Problem description
Work through the entries below line by line and give the number of lines with the string "boulder", nothing else.

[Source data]
════════

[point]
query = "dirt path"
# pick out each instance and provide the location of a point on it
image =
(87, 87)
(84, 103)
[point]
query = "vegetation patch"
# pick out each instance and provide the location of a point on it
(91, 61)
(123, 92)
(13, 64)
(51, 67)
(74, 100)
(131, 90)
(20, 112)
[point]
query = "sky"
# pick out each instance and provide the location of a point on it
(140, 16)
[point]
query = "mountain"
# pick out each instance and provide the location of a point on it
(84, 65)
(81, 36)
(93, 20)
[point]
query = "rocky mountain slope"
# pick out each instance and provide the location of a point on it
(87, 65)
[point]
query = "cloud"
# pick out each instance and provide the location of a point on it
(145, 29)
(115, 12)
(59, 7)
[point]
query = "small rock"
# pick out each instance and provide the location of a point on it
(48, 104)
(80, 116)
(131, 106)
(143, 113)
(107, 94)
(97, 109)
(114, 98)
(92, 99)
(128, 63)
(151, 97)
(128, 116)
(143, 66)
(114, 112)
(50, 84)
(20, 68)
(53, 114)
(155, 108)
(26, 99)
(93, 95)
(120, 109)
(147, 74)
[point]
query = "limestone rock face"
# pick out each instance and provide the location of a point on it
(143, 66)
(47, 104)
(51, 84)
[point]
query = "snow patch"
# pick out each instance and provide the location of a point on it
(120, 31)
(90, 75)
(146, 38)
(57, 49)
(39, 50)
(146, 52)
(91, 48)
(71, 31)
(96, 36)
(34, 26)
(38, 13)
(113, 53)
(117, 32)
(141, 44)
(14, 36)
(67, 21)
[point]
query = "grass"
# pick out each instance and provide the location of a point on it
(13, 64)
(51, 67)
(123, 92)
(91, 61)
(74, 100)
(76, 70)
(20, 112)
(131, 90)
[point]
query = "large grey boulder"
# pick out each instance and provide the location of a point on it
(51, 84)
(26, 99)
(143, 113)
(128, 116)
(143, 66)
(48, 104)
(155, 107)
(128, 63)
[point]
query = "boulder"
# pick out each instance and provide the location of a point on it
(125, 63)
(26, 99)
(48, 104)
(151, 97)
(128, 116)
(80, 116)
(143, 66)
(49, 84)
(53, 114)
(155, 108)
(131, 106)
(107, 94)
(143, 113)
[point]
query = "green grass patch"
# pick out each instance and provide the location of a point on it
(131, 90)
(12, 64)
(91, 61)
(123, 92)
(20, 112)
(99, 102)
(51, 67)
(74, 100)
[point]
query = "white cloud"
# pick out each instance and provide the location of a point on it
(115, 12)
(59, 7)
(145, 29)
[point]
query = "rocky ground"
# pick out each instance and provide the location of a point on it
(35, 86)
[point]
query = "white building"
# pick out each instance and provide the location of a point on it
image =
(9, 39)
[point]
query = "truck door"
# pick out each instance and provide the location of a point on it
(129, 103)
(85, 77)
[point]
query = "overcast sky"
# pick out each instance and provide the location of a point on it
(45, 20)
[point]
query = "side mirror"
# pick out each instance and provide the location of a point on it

════════

Response to this exercise
2